(Excerpts from segmentation records)
————

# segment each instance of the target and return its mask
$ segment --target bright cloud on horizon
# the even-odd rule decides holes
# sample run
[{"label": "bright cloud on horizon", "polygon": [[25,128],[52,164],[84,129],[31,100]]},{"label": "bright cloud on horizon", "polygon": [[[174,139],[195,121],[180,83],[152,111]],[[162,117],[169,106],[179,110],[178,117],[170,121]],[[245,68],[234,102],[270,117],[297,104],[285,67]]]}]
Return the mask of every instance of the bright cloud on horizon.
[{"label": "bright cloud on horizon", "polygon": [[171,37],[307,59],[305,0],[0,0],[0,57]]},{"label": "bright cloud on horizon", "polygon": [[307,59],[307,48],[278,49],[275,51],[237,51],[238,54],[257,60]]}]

————

:: YOUR OBJECTIVE ::
Please return, character for character, the lines from the start of the rows through the line containing "# sample run", including that line.

:: TASK OUTPUT ::
# segment each instance of the target and return its mask
$ segment --target bright cloud on horizon
# the even-odd rule decides holes
# sample run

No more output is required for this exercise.